__Alıştırma 1__
Lütfen verilen metinde "ilk kez adada" ile "nevaleyi evine götürürdü." arasındaki bölümü, her ikisi de dahil olmak üzere aynen yeniden yazın.
__Alıştırma 2__
Verilen metinde, tanıdığım en güzel insanlar olarak anılan kişilerin yaşamış olduğu söylenen şeylerin hepsini sıralayın.

──────── Verilen metin

22 Mart 2016 Salı

tanıdığım en güzel insanlar

tanıdığım en güzel insanlar, yenilgiyi, acıyı, mücadeleyi, kaybı yaşamış olan; diplerden çıkış yolunu kendileri bulmuş romantik ve anarşist insanlardır.
bu kişiler yaşama karşı geliştirdikleri kendine has takdir, direniş, duyarlılık ve anlayışla; şefkat, nezaket, bilgelik ve derin sevgiden kaynaklanan bir ilgi ve sorumlulukla doludurlar.
güzel insanlar, öylece ortaya çıkmazlar, onlar oluşurlar.

elisabeth kubler ross

5 Mart 2016 Cumartesi

değirmen'de rönte yatardık biz...



ben canım yanınca çocukluğuma dönerim, adaya...

ilk kez adada aşık oldum ben, bisiklete ilk adada bindim. ilk sarhoşluğum, ilk kıskanmam, harçlığımın tümünü dondurmaya yatırmam hep ada zamanlarıma rastlar.
18.30 kabataş vapuruna binen ve vapurun arkasında yanık oynayan kalantor amcaları izlerdim hep. bira kasasını ters çevirip, kendilerine masa yaparlardı. hepsi yolluk bir şeyler getirir, masayı donatırlardı. viskileri için büfeden janjanlı bardak alır, fındık fıstıklarını, yine büfeden aldıkları kuruyemiş tabaklarına koyarlardı. adaya kadar bir el oyun oynarlar, kaybeden ertesi günün viskisini getirirdi.
onlar oyun oynarken sigara ve balık/rakı çekilişi yapılır, benim gibi yancılara fındık, badem ikram edilirdi. adaya beş dakika kala, çekilişin şanslı numarası nevaleyi evine götürürdü.
o amcaları, iskelede, omuzlarına beyaz hırkalarını almış, süslü hanımlar karşılardı. eşlerini güler yüzle selamlar, sahildeki lokantalardan birine oturur, yemek yiyip, sohbet ederlerdi.

────────────────
──────── Sağlanan veriler

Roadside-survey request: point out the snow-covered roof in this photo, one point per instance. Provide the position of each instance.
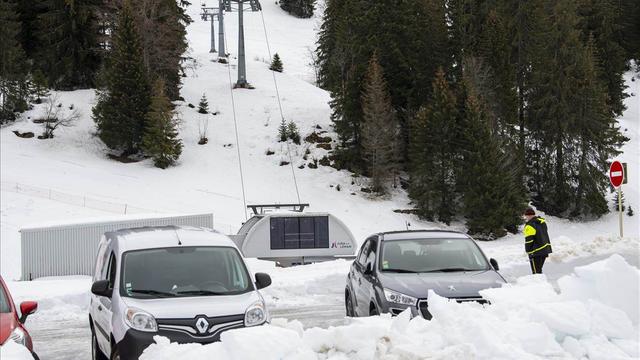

────────────────

__Yanıt 1__
ilk kez adada aşık oldum ben, bisiklete ilk adada bindim. ilk sarhoşluğum, ilk kıskanmam, harçlığımın tümünü dondurmaya yatırmam hep ada zamanlarıma rastlar.
18.30 kabataş vapuruna binen ve vapurun arkasında yanık oynayan kalantor amcaları izlerdim hep. bira kasasını ters çevirip, kendilerine masa yaparlardı. hepsi yolluk bir şeyler getirir, masayı donatırlardı. viskileri için büfeden janjanlı bardak alır, fındık fıstıklarını, yine büfeden aldıkları kuruyemiş tabaklarına koyarlardı. adaya kadar bir el oyun oynarlar, kaybeden ertesi günün viskisini getirirdi.
onlar oyun oynarken sigara ve balık/rakı çekilişi yapılır, benim gibi yancılara fındık, badem ikram edilirdi. adaya beş dakika kala, çekilişin şanslı numarası nevaleyi evine götürürdü.

__Yanıt 2__
Yenilgi, acı, mücadele, kayıp